• _Task_: Quote all of the entries word for word.

• _Data to process_:

-- Start --

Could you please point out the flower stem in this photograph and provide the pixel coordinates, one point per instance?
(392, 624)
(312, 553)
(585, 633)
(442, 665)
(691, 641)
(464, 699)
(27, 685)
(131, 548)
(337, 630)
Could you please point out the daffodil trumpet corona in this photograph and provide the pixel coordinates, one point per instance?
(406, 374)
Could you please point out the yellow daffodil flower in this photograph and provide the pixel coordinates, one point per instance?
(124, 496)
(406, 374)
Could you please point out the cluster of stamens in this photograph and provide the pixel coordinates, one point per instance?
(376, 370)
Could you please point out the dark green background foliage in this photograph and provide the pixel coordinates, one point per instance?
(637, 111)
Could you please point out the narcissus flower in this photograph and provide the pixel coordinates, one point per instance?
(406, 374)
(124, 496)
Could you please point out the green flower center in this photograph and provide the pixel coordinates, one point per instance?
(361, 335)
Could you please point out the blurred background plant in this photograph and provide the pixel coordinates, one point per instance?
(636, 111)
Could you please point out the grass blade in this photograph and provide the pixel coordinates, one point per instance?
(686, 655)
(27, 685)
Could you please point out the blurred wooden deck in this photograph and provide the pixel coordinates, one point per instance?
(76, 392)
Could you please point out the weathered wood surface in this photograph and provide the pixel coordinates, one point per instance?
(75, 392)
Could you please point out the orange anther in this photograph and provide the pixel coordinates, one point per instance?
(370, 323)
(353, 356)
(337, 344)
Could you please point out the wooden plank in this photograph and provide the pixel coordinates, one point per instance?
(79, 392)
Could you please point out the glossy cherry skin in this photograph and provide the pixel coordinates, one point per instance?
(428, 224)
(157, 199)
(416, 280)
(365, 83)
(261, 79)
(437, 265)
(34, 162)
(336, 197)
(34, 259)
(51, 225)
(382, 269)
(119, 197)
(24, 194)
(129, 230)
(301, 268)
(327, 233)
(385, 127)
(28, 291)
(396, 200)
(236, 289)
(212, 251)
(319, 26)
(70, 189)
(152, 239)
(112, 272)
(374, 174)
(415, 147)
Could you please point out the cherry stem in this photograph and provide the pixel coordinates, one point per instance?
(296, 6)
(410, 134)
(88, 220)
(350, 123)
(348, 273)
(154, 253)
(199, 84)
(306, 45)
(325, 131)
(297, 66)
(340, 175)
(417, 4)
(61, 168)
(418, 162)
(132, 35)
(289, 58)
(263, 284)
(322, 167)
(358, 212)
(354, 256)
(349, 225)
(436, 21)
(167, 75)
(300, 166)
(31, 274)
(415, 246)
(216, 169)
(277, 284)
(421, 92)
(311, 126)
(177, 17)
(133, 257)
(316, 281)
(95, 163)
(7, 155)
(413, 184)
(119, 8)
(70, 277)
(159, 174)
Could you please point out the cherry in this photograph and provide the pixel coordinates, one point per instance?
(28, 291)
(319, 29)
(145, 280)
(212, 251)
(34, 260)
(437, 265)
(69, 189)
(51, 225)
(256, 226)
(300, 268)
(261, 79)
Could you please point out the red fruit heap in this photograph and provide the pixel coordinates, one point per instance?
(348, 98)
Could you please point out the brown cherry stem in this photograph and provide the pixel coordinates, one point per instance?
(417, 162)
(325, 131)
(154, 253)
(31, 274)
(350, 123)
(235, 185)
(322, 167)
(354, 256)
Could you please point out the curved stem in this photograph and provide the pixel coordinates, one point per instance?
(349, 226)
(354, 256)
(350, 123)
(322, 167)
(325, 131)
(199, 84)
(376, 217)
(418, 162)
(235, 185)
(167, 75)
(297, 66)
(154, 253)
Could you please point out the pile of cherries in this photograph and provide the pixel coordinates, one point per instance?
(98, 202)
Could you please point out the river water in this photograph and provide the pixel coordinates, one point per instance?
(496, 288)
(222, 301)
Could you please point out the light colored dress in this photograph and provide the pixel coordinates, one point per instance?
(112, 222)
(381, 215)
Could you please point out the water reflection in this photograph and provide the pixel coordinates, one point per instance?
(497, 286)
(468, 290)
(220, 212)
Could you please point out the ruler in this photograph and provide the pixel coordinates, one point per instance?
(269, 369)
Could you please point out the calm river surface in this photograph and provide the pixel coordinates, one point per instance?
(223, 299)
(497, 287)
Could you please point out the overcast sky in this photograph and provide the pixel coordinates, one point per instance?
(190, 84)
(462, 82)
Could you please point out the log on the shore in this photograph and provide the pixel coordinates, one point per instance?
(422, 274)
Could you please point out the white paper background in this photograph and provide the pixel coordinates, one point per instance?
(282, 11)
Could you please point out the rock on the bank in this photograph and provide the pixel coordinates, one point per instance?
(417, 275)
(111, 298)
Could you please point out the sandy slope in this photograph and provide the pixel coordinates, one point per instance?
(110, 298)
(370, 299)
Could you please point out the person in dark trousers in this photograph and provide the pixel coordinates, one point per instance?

-- End --

• _Reply to the exercise_:
Could you please point out the flower stem in this photograph and provide the pixel coordinates, one point per instance?
(392, 624)
(312, 553)
(585, 633)
(442, 665)
(691, 641)
(464, 699)
(27, 685)
(131, 548)
(337, 630)
Could you please point out the daffodil trumpet corona in this photograph and provide the pixel coordinates, one point per instance?
(406, 374)
Could you please point out the yellow daffodil flower in this photograph and provide the pixel coordinates, one point per instance?
(124, 496)
(406, 374)
Could you please point out the cluster of stamens in this photograph and provide the pixel coordinates, one point per instance?
(376, 370)
Could you please point out the dark green background foliage in this photograph and provide the pixel coordinates, one point per instance?
(637, 111)
Could you please point out the narcissus flower in this photograph and provide the pixel coordinates, one point per instance?
(406, 374)
(124, 496)
Could you please point out the green flower center in this photograph and provide the pixel coordinates, one point per instance?
(361, 335)
Could you please point out the blurred background plant in this photograph and provide the pixel coordinates, one point per instance?
(636, 111)
Could you please point out the grass blade in this photograph and provide the pixel coordinates, one point per instance?
(686, 655)
(27, 685)
Could you please point out the blurred wooden deck in this photograph and provide the pixel coordinates, one point per instance?
(76, 392)
Could you please point out the weathered wood surface in this photograph and provide the pixel coordinates, one point per instance?
(75, 392)
Could you please point out the orange anther in this photograph and provide the pixel coordinates, one point per instance?
(370, 323)
(353, 356)
(337, 344)
Could you please point out the wooden plank in this photograph and provide the pixel coordinates, one point per instance?
(79, 392)
Could you please point out the glossy cherry skin in this photograph and provide the pixel coordinates, one point per instance?
(428, 224)
(157, 199)
(416, 280)
(365, 83)
(261, 79)
(437, 265)
(34, 162)
(336, 197)
(34, 259)
(51, 225)
(382, 269)
(119, 197)
(24, 194)
(129, 230)
(301, 268)
(327, 233)
(385, 127)
(28, 291)
(396, 200)
(236, 289)
(212, 251)
(319, 26)
(70, 189)
(152, 239)
(112, 272)
(374, 174)
(415, 147)
Could you please point out the cherry stem in this photograph and provide the pixel coordinates, one point per instance?
(296, 6)
(410, 134)
(88, 220)
(350, 123)
(348, 273)
(154, 253)
(199, 84)
(306, 45)
(325, 131)
(297, 66)
(340, 175)
(417, 4)
(61, 168)
(418, 162)
(132, 35)
(289, 58)
(263, 284)
(322, 167)
(358, 212)
(354, 256)
(349, 225)
(436, 21)
(167, 75)
(300, 166)
(31, 274)
(415, 246)
(216, 169)
(277, 284)
(421, 92)
(311, 126)
(177, 17)
(133, 257)
(316, 281)
(95, 163)
(7, 155)
(413, 184)
(119, 8)
(70, 277)
(159, 174)
Could you please point out the cherry in this photograph and provide the pixel coordinates, one point per instance?
(28, 291)
(319, 29)
(145, 280)
(212, 251)
(34, 260)
(437, 265)
(69, 189)
(51, 225)
(256, 226)
(300, 268)
(261, 79)
Could you please point out the red fruit heap in this photograph and provide the pixel coordinates, one point per instance?
(348, 98)
Could you please point out the brown cherry stem in this photograph and provide the pixel coordinates, one point per instance?
(417, 162)
(325, 131)
(154, 253)
(31, 274)
(350, 123)
(235, 185)
(322, 167)
(354, 256)
Could you please point out the curved stem in this photograph and provide the pixel coordinates, one point per instance?
(349, 226)
(354, 256)
(350, 123)
(322, 167)
(325, 131)
(199, 84)
(376, 217)
(418, 162)
(235, 185)
(167, 75)
(297, 66)
(154, 253)
Could you please point out the pile of cherries in this photograph and provide the pixel coordinates, one point per instance?
(98, 202)
Could you please point out the river water in this photograph and provide the pixel coordinates, one point per instance?
(496, 288)
(222, 301)
Could you please point out the light colored dress in this photograph and provide the pixel coordinates, one point per instance?
(112, 222)
(381, 215)
Could you please point out the water reflection in this photograph and provide the pixel coordinates, one point per instance?
(497, 286)
(468, 290)
(220, 212)
Could you please point out the ruler in this photograph and provide the pixel coordinates, one point per instance?
(269, 369)
Could you please point out the calm river surface in this photograph and provide the pixel coordinates, one point per instance?
(223, 299)
(497, 287)
Could you please point out the overcast sky in this photograph and provide the pixel coordinates, one point per instance?
(190, 84)
(462, 82)
Could you please point out the log on the shore in this photograph and provide the pixel coordinates, one point per instance?
(422, 274)
Could you please point out the white paper background in this photograph and provide the pixel coordinates, one point per instance?
(282, 11)
Could you please point out the rock on the bank in this photograph and provide the pixel coordinates, one point per instance?
(417, 275)
(111, 298)
Could you please point out the sandy slope in this photograph and provide the pixel coordinates, one point per instance?
(110, 298)
(370, 299)
Could you please point out the person in dark trousers in this photograph and provide the pixel coordinates, one point per instance?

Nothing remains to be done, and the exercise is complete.